---------- RECORD LIST

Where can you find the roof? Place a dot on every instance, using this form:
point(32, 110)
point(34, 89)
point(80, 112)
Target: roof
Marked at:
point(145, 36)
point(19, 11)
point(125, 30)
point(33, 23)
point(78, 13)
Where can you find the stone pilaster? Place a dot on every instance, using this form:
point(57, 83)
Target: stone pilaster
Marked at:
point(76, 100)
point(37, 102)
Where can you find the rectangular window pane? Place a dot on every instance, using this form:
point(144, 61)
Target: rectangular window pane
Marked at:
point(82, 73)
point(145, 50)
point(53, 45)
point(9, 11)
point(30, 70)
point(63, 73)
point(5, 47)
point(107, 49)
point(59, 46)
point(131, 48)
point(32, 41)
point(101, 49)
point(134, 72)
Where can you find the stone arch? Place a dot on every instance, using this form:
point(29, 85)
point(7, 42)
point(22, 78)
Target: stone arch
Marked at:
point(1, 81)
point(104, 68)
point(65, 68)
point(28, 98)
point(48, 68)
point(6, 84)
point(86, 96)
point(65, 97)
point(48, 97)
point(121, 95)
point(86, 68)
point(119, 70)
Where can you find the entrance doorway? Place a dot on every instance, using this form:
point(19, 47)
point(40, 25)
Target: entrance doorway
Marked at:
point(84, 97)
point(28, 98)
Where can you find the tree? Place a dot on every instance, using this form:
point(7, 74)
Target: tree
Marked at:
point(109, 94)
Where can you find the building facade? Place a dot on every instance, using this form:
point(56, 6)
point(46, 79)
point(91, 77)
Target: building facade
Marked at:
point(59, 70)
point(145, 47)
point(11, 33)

--------------------

__EXERCISE REQUIREMENTS__. Copy out word for word the part of the entries above that opens with the line containing "Where can you find the stone pilaster?" and closes with the line containing "point(37, 102)", including both of those lines.

__REPLY__.
Where can you find the stone pilaster? Place a dot on every instance, using this form:
point(57, 83)
Target: stone pilaster
Marked at:
point(76, 100)
point(37, 102)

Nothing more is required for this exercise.